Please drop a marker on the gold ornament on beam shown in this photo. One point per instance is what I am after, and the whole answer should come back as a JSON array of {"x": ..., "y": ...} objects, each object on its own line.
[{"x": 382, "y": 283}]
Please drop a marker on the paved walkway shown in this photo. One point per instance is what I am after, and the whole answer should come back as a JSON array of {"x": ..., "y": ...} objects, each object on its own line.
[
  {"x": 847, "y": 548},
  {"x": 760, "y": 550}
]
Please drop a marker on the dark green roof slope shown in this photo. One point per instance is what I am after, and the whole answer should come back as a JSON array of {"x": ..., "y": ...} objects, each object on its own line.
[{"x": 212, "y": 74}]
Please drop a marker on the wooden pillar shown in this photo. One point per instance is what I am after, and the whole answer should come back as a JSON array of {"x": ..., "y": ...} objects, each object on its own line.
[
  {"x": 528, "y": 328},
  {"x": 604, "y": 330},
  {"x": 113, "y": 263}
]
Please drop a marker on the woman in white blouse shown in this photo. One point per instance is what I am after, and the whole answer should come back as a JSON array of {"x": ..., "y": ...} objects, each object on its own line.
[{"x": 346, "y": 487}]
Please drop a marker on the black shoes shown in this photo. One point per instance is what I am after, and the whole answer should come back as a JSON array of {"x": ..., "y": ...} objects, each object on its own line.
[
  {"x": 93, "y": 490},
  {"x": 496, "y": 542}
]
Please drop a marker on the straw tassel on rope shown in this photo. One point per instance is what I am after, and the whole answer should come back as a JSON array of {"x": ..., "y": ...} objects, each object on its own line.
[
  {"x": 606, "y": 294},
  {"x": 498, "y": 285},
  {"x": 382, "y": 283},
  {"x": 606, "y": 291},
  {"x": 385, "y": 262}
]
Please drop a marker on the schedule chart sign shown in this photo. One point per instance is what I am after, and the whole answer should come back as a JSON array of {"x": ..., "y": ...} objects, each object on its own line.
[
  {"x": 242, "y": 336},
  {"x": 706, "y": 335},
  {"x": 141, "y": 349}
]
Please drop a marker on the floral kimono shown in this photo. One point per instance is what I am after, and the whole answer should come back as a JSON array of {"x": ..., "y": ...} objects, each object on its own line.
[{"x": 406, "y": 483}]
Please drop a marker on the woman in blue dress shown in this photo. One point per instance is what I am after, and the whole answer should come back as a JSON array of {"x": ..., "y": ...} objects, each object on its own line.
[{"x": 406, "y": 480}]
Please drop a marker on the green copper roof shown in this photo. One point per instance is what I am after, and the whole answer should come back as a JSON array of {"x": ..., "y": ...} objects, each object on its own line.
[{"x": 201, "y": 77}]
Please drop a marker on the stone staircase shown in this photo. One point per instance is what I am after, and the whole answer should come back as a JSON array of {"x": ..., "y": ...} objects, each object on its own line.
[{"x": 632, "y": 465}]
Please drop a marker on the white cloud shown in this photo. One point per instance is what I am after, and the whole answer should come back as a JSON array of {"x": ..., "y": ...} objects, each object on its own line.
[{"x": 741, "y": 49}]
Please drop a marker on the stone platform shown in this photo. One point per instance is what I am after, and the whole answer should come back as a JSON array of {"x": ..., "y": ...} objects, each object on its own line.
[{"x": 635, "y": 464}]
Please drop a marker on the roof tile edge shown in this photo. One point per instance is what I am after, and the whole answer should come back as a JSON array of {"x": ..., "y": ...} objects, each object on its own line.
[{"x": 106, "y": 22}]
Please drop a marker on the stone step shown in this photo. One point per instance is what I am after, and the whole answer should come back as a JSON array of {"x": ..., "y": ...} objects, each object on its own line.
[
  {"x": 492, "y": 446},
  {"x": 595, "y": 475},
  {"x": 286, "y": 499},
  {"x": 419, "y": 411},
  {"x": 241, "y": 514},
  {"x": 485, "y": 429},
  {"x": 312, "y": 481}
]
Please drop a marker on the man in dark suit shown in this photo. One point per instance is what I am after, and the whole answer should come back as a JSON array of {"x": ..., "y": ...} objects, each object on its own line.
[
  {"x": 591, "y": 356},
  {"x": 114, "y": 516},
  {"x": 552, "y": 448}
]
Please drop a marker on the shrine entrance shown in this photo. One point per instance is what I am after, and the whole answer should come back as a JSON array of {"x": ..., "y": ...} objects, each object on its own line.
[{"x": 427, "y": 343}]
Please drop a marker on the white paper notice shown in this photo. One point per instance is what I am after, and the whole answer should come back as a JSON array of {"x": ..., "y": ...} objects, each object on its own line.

====

Put each row above into a two-column Markdown table headed No and Text. Number the rows and skip any blank lines.

# EXERCISE OUTPUT:
| No | Text |
|---|---|
| 1 | Please drop a marker on the gold ornament on beam shown in this photo. One point per instance is what I am after, and the whole answer should come back as a JSON array of {"x": ..., "y": ...} objects, each object on its own line. |
| 2 | [{"x": 382, "y": 283}] |
| 3 | Please drop a marker on the paved walkway shown in this photo. One point per instance is what I am after, and the whole answer should come back as a JSON array of {"x": ..., "y": ...} objects, each object on its own line. |
| 4 | [ |
| 5 |   {"x": 847, "y": 548}, |
| 6 |   {"x": 760, "y": 550} |
| 7 | ] |
| 8 | Please drop a marker on the dark green roof slope shown in this photo. One point per instance is what I am after, and the whole answer should come back as a JSON array of {"x": ..., "y": ...} objects, each object on its own line. |
| 9 | [{"x": 212, "y": 74}] |
| 10 | Please drop a marker on the wooden pillar shown in this photo. One point per instance is what I am after, and the whole answer should come back as a JSON array of {"x": ..., "y": ...} objects, each object on its own line. |
| 11 | [ |
| 12 |   {"x": 528, "y": 328}, |
| 13 |   {"x": 604, "y": 330}, |
| 14 |   {"x": 113, "y": 263} |
| 15 | ] |
| 16 | Please drop a marker on the woman in white blouse shown in this photo. One point per instance is what I am after, and the whole answer should come back as a JSON array of {"x": ..., "y": ...} objects, each object on its own line. |
| 17 | [{"x": 346, "y": 487}] |
| 18 | Please drop a marker on the black shoes shown in this photo. One point per instance is what I am after, and the whole answer should come back as a JSON array of {"x": ..., "y": ...} objects, each object on its own line. |
| 19 | [ |
| 20 |   {"x": 93, "y": 490}, |
| 21 |   {"x": 496, "y": 542} |
| 22 | ] |
| 23 | Please drop a marker on the straw tassel on rope shown in this photo. One point per instance is what I am after, and the whole answer should come back as a JSON array of {"x": ..., "y": ...} objects, each object on its own line. |
| 24 | [ |
| 25 |   {"x": 606, "y": 294}, |
| 26 |   {"x": 498, "y": 285}, |
| 27 |   {"x": 382, "y": 283}, |
| 28 |   {"x": 606, "y": 291}, |
| 29 |   {"x": 385, "y": 262} |
| 30 | ] |
| 31 | Please drop a marker on the schedule chart sign shown in this photo. One point per instance is what I am after, and the whole answer should come back as a JSON array of {"x": ..., "y": ...} objects, each object on its own line. |
| 32 | [ |
| 33 |   {"x": 242, "y": 336}, |
| 34 |   {"x": 706, "y": 335}, |
| 35 |   {"x": 141, "y": 349} |
| 36 | ] |
| 37 | Please drop a marker on the floral kimono shown in this photo. One point per instance is what I am after, and the whole answer should come back as a JSON array of {"x": ..., "y": ...} objects, each object on its own line. |
| 38 | [{"x": 406, "y": 483}] |
| 39 | Please drop a marker on the woman in blue dress shown in this photo. One point per instance is what I am after, and the whole answer should come back as a JSON array of {"x": ..., "y": ...} objects, each object on its own line. |
| 40 | [{"x": 406, "y": 480}] |
| 41 | Please drop a marker on the green copper roof shown in this photo. One point per instance is what I am after, and the whole answer should come back as a JSON array of {"x": ..., "y": ...} objects, each object on its own line. |
| 42 | [{"x": 201, "y": 77}] |
| 43 | Please drop a marker on the stone staircase shown in this photo. One point per instance is what I am after, and the whole answer should come back as a JSON array of {"x": ..., "y": ...} objects, each object on its own line. |
| 44 | [{"x": 632, "y": 465}] |
| 45 | Please drop a marker on the white cloud shown in this photo. One point per instance is what I am after, and the whole answer should come back as a JSON array of {"x": ..., "y": ...} objects, each object on its own line. |
| 46 | [{"x": 741, "y": 49}] |
| 47 | Please drop a marker on the stone platform shown in this photo. One point per instance is what I am after, and the whole answer should come back as a JSON array of {"x": ..., "y": ...} objects, each object on its own line. |
| 48 | [{"x": 635, "y": 464}] |
| 49 | Please drop a marker on the roof tile edge shown in this photo. One point per instance is what I am after, and the whole answer should come back as a JSON array of {"x": ..., "y": ...} objects, each object on its own line. |
| 50 | [{"x": 106, "y": 22}] |
| 51 | Please drop a marker on the stone step shown in this photo. One point per instance is what I am after, and the whole answer should come back as a JSON array of {"x": ..., "y": ...} objects, each object on its own line. |
| 52 | [ |
| 53 |   {"x": 492, "y": 446}, |
| 54 |   {"x": 595, "y": 475}, |
| 55 |   {"x": 286, "y": 499}, |
| 56 |   {"x": 419, "y": 411}, |
| 57 |   {"x": 241, "y": 514}, |
| 58 |   {"x": 485, "y": 429}, |
| 59 |   {"x": 312, "y": 481} |
| 60 | ] |
| 61 | Please drop a marker on the man in dark suit shown in this photo. One point per instance is what I am after, and the whole answer should come back as a JSON array of {"x": ..., "y": ...} objects, each object on its own line. |
| 62 | [ |
| 63 |   {"x": 591, "y": 356}, |
| 64 |   {"x": 114, "y": 516}, |
| 65 |   {"x": 552, "y": 448} |
| 66 | ] |
| 67 | Please drop a marker on the shrine entrance shown in this photo. One point per instance is what I am after, and the whole answer should come back as a JSON array of {"x": ..., "y": ...} objects, each object on its own line. |
| 68 | [{"x": 427, "y": 343}] |
| 69 | Please drop a marker on the white paper notice shown in this photo. One point per instance is what I am after, and the whole answer should come back as a JSON array of {"x": ..., "y": ...} objects, each object on its own line. |